-- begin --
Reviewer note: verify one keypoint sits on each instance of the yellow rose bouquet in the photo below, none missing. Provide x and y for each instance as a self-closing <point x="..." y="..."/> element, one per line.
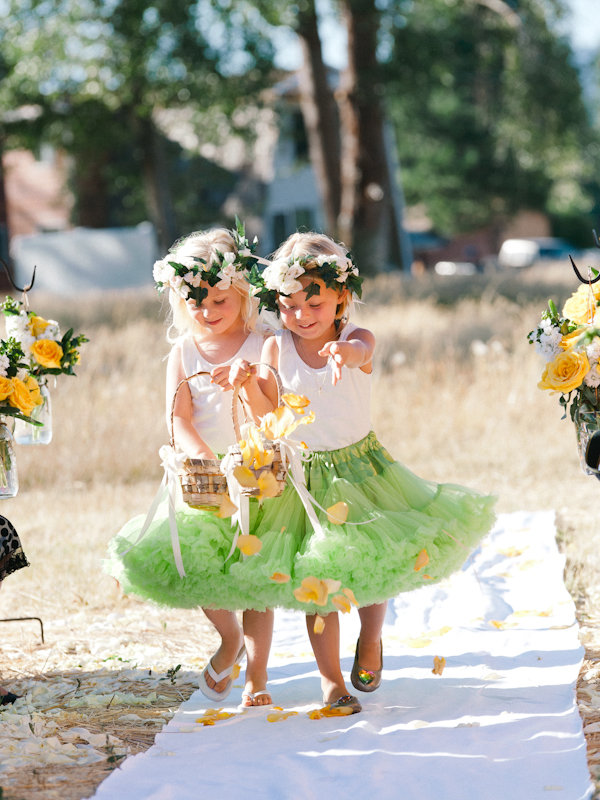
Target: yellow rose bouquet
<point x="47" y="351"/>
<point x="569" y="343"/>
<point x="19" y="389"/>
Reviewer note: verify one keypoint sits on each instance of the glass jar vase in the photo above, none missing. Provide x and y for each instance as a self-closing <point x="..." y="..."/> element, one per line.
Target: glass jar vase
<point x="9" y="479"/>
<point x="25" y="433"/>
<point x="587" y="429"/>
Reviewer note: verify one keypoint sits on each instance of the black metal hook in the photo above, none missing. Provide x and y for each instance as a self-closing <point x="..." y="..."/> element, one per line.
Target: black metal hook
<point x="579" y="275"/>
<point x="25" y="289"/>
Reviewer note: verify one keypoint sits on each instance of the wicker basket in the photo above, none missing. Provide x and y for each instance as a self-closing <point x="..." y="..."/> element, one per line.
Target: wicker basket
<point x="276" y="466"/>
<point x="202" y="482"/>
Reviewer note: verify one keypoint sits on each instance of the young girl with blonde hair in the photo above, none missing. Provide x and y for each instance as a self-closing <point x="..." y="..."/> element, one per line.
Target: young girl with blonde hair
<point x="213" y="314"/>
<point x="379" y="524"/>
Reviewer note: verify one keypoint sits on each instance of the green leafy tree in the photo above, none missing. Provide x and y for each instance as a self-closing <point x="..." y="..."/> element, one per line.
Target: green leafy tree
<point x="489" y="111"/>
<point x="97" y="72"/>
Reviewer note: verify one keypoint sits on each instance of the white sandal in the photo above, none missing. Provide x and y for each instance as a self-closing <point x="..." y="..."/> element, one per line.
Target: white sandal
<point x="217" y="677"/>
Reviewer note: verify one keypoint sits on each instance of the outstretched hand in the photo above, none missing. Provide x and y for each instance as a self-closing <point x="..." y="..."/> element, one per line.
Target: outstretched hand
<point x="239" y="372"/>
<point x="338" y="353"/>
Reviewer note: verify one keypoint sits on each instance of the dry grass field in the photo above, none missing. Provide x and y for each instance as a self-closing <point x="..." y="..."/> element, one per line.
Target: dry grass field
<point x="455" y="398"/>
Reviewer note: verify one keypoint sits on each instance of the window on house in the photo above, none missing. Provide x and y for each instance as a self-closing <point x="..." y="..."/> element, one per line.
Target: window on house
<point x="280" y="229"/>
<point x="304" y="219"/>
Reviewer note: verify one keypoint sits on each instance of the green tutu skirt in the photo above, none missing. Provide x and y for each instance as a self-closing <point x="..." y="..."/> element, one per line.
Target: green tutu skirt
<point x="401" y="532"/>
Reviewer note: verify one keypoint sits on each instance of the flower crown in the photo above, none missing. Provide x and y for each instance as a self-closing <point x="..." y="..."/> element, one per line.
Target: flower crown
<point x="280" y="277"/>
<point x="185" y="274"/>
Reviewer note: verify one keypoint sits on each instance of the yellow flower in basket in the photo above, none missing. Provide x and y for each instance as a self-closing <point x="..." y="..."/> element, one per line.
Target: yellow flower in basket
<point x="47" y="353"/>
<point x="254" y="453"/>
<point x="566" y="372"/>
<point x="20" y="397"/>
<point x="6" y="388"/>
-- end --
**Given task**: Update every one of the rows above, swapping "keypoint" for "marker" wherever it occurs and changing nothing else. Omit the pictures from your answer.

**Right answer**:
Reviewer note: verify one marker sits on each instance of the yellow rose bouquet in the photo below, none missing. Provide x and y for each instance as a self-closing <point x="..." y="..."/> element, one per line.
Target: yellow rose bouquet
<point x="47" y="351"/>
<point x="569" y="343"/>
<point x="19" y="389"/>
Reviewer note: verify one marker sits on each instance of the glass jar vase in the photo above, none missing. Provide x and y for each instance as a self-closing <point x="..." y="..."/> element, one per line.
Target: glass jar vase
<point x="9" y="479"/>
<point x="25" y="433"/>
<point x="587" y="429"/>
Reviewer note: verify one marker sits on each instance of the black metal hook in the photo above, none missing. Provide x and y for each instance as a self-closing <point x="..." y="..."/> element, one per line.
Target: black metal hook
<point x="579" y="275"/>
<point x="25" y="289"/>
Reviewer note: verify one marker sits on each instance of the wicker basket in the photo above, none missing. Provide x and y for each instance as a self-closing <point x="..." y="..."/> element, one per line.
Target: wicker basket
<point x="276" y="466"/>
<point x="202" y="482"/>
Reviewer note: verify one marker sits on each instance of the young girl with blonde hair in the photo above, none missing. Provide x and y for each instance as a self-closing <point x="..." y="..."/> element, one per line.
Target: young girl with blonde hair
<point x="213" y="314"/>
<point x="379" y="524"/>
Reviewer note: verify one marker sits on each instance of the green leafy tree in the photo above, none missing. Provide x and y for each instance as a self-closing <point x="..." y="..."/> element, one per line.
Target: green leafy tree
<point x="489" y="111"/>
<point x="97" y="72"/>
Reviewer note: verify one marker sits on each instance of the white sandal in the photo above, none missing. Provide x and y for each instance as a self-closing <point x="..." y="..."/> element, one per line.
Target: white sandal
<point x="217" y="677"/>
Reviewer note: verify one marker sits on each instance of the outstretched hand in the photo above, none missing. Provide x and y for each instance as a self-closing <point x="..." y="..."/> element, one per line.
Target: outstretched hand
<point x="239" y="372"/>
<point x="338" y="353"/>
Reviewer note: verify one marker sits on each instance of the dry grass field in the photo above, none missing. Provide x and y for each instance as a self-closing <point x="..." y="..."/> element, one per line.
Target: dry grass field
<point x="455" y="398"/>
Reviewer note: verify one marker sits on each instance of the window on house in the photo above, none missing. Provide x and y for each instance as a self-closing <point x="..." y="..."/> element, one per line.
Target: window on house
<point x="280" y="229"/>
<point x="304" y="219"/>
Reviewer note: verify one marker sits on each instance of the green tutu skirt in the photo above, none missing. Provide x and y for each instance as a self-closing <point x="..." y="..."/> element, one per line.
Target: green tutu skirt
<point x="401" y="532"/>
Reviewer note: verify one marker sits on each instance of the flower crown in the photo above, none missing. Provide x and y for each instance as a self-closing <point x="..." y="..."/> element, one per line.
Target: flower crown
<point x="280" y="277"/>
<point x="185" y="274"/>
Reviewer note: verify one marker sits on each instance of the yellow flower in basket in the photo above, none missing. Provide x and y for each instance as a self-closing <point x="..." y="..."/> element, one per line.
Target: yellow flower in basket
<point x="47" y="353"/>
<point x="254" y="453"/>
<point x="566" y="372"/>
<point x="20" y="397"/>
<point x="6" y="388"/>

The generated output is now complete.